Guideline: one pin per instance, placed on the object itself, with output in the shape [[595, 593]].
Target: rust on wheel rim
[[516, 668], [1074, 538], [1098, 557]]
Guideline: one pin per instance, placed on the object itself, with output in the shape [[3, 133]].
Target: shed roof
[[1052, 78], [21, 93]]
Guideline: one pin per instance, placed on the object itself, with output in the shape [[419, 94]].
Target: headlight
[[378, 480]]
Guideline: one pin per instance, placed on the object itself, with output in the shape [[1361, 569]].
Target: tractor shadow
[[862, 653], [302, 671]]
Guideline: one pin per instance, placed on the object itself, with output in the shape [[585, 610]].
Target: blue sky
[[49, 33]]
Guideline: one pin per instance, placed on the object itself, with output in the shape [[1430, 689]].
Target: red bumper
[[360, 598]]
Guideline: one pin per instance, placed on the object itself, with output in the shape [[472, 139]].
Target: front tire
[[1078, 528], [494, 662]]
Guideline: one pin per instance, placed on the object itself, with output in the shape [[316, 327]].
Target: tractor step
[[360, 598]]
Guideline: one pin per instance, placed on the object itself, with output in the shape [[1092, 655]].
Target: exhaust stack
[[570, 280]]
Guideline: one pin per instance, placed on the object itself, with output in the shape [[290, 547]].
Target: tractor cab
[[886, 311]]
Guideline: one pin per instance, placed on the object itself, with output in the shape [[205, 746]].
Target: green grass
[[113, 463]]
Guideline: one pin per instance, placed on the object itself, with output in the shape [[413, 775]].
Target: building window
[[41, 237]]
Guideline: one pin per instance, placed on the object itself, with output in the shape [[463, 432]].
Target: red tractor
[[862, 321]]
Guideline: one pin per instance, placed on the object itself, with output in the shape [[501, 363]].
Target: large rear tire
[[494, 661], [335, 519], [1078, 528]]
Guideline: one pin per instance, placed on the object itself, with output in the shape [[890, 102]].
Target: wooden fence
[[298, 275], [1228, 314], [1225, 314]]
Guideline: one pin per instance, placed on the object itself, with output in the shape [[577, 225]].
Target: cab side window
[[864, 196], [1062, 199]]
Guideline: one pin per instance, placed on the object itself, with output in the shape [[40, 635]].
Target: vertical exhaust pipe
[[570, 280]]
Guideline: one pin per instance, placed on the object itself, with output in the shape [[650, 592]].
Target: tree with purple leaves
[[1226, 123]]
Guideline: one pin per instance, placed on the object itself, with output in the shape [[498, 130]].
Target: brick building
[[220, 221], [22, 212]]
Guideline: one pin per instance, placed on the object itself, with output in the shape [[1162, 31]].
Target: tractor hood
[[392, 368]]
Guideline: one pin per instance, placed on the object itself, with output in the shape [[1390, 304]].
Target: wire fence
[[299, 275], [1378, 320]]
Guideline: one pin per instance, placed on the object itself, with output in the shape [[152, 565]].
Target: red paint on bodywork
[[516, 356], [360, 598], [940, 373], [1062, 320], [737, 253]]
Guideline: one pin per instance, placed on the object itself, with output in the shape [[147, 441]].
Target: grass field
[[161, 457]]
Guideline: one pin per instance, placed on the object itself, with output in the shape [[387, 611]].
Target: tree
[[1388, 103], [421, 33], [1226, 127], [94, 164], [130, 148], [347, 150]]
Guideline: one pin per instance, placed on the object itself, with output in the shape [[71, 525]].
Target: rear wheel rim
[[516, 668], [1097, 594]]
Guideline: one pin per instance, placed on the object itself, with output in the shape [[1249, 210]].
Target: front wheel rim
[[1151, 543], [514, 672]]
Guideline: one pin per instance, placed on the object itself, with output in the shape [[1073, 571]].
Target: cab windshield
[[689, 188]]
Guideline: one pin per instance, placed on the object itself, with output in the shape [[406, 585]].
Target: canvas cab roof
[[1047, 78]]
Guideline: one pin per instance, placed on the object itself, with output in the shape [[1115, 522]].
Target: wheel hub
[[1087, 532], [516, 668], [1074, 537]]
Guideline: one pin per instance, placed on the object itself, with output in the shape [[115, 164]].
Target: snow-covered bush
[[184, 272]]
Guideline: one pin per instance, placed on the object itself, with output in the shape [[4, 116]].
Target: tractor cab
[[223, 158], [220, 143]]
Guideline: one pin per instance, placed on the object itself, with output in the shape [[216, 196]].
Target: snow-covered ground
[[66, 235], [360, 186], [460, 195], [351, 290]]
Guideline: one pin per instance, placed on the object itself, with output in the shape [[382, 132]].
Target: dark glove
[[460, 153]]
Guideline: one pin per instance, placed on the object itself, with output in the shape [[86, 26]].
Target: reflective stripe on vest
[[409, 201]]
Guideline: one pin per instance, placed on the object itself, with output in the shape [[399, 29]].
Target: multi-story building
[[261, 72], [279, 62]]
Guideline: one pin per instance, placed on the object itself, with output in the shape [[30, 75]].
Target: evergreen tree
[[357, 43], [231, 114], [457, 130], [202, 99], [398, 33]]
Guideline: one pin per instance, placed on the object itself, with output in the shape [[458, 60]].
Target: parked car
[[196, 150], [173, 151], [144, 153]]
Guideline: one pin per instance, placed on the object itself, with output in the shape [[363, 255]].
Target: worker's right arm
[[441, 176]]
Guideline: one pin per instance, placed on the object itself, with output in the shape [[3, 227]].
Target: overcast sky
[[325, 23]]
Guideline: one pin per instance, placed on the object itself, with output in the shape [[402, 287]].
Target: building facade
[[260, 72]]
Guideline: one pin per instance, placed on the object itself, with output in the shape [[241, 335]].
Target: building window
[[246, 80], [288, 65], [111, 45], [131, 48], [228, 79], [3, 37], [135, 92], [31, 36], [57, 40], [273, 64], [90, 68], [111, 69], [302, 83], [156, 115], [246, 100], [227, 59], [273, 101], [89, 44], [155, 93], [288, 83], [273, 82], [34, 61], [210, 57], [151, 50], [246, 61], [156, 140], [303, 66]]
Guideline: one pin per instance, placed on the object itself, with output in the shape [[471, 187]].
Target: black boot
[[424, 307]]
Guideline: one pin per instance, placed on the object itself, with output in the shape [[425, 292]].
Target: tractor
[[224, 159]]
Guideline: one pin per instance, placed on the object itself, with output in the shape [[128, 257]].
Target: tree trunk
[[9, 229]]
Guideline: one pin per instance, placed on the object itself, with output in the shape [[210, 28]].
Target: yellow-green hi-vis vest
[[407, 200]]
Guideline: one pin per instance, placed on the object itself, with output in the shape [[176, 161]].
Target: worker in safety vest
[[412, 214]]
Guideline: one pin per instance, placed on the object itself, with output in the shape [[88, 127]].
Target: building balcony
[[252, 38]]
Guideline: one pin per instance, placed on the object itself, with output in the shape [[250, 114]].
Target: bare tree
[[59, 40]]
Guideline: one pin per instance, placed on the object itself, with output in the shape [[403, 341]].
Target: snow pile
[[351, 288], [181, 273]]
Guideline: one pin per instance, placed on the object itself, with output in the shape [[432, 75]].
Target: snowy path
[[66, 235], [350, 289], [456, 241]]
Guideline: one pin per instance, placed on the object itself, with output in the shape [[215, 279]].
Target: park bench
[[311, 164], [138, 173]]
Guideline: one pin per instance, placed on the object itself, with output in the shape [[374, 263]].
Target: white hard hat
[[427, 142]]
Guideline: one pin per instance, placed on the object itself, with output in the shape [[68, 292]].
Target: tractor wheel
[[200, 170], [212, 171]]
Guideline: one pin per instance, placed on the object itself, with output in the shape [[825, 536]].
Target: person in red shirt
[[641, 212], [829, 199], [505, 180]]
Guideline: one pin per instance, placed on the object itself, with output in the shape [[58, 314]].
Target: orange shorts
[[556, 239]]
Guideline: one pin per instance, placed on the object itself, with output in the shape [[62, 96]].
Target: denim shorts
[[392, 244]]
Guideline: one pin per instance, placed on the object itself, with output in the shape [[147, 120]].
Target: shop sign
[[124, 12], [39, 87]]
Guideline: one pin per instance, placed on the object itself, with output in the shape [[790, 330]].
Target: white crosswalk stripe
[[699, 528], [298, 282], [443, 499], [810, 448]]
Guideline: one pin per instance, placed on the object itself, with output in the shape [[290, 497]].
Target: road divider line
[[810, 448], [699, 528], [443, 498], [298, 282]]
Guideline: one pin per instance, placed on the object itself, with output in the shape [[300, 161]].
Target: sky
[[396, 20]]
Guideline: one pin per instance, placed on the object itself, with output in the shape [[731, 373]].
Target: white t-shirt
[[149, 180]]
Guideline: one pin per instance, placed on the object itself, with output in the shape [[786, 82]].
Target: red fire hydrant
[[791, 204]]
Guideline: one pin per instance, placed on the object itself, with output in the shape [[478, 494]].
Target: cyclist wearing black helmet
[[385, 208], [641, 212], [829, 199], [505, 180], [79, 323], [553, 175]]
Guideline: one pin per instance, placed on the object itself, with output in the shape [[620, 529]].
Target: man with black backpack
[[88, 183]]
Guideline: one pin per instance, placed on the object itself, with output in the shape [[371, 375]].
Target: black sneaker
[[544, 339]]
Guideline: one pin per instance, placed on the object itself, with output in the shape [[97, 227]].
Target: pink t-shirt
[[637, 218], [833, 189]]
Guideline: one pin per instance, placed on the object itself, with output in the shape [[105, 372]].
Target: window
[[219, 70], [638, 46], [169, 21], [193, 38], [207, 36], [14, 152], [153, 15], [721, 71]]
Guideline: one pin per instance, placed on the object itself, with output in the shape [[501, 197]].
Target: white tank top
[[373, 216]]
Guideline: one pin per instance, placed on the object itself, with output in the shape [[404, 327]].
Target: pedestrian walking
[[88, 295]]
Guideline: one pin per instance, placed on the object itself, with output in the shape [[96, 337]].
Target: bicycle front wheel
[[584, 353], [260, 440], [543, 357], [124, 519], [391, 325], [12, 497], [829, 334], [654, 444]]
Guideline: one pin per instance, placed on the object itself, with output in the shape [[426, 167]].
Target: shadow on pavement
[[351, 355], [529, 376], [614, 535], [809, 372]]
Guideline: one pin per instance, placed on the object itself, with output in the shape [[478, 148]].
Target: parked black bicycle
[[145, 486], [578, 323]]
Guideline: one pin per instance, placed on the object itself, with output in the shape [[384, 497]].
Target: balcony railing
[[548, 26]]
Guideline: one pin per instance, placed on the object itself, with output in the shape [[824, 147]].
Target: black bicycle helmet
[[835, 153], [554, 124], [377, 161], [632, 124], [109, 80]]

→ WHAT THE TASK REQUIRES: Look above for the line containing "Target: white tank top"; copy from it through the last line, exactly, and nothing more.

→ EXPECTED OUTPUT:
Target: white tank top
[[373, 216]]
Guideline: one pin per instance, placed on the object itself, with output in the shape [[404, 327]].
Target: pedestrian walking
[[88, 295]]
Guideline: one pin per instance, placed on the object itself, with output in the shape [[96, 337]].
Target: bicycle front wheel
[[584, 353], [260, 440], [543, 357], [124, 519], [391, 325], [12, 497], [829, 334], [654, 444]]
Guideline: one pin per instance, placed on the object itself, with output in the shape [[426, 167]].
Target: shadow on pavement
[[351, 355], [529, 376], [614, 535], [809, 372]]
Guideline: one pin per instance, placed on the object itself, with output in the shape [[478, 148]].
Target: parked black bicycle
[[145, 486], [578, 323]]
Guideline: one pin per instance, placed on the object itself, with output in the shape [[384, 497]].
Target: balcony railing
[[548, 26]]
Guideline: one pin per instance, placed on the object itself, with output in the shape [[824, 147]].
Target: black bicycle helmet
[[835, 153], [554, 124], [377, 161], [632, 124], [109, 80]]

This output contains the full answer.